Set exercise:
Can you return, unchanged, the lines starting with the one that contains "A single point falls on each instance of the small" and going on through the final line below, with both of those included?

Material for this exercise:
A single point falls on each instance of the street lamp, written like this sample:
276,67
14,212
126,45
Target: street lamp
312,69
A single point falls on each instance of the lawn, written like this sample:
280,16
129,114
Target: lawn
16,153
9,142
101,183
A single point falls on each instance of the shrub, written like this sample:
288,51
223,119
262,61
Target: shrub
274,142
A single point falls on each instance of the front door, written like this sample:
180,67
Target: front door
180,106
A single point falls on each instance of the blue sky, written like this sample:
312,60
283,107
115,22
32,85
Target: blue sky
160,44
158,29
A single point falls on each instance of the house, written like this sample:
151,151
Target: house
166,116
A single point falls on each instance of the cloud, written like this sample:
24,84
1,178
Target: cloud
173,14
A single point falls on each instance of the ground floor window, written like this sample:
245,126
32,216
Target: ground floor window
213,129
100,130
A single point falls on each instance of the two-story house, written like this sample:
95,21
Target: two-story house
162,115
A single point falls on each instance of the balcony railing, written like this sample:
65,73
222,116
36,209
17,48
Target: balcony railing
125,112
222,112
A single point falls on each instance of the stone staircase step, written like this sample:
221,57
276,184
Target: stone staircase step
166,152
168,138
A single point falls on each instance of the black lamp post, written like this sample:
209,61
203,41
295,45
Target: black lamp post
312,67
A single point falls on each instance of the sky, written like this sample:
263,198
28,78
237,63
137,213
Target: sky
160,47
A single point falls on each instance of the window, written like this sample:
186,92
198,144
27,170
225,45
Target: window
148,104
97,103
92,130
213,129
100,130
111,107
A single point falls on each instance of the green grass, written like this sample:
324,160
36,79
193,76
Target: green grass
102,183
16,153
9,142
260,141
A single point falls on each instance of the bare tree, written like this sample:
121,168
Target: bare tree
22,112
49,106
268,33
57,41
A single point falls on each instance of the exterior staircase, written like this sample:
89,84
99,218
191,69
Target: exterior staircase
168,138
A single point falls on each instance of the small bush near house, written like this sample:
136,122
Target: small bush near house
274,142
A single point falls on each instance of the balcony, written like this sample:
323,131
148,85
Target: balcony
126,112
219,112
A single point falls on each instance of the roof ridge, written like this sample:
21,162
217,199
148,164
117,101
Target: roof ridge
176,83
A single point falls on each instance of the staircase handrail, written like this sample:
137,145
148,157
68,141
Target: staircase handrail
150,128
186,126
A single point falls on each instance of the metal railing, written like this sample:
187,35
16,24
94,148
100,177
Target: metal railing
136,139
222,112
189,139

Written response:
A single point falls on each instance of the small bush near house, written like this sample:
136,122
Target: small bush near house
274,142
A single point falls on each instance of the balcony, written like this sample:
323,131
148,85
Target: balcony
126,112
219,112
A single point falls on each instance of the roof ridge, written like this sample:
21,162
217,199
148,164
117,101
Target: roof ridge
176,83
A single point falls on each instance of the staircase handrail, written like this sample:
137,145
148,157
68,141
Target: staircase handrail
150,128
186,126
A single point falls on each instance of the metal railing, written like this sample:
187,35
16,24
94,148
100,177
Target: metal railing
136,139
222,112
189,139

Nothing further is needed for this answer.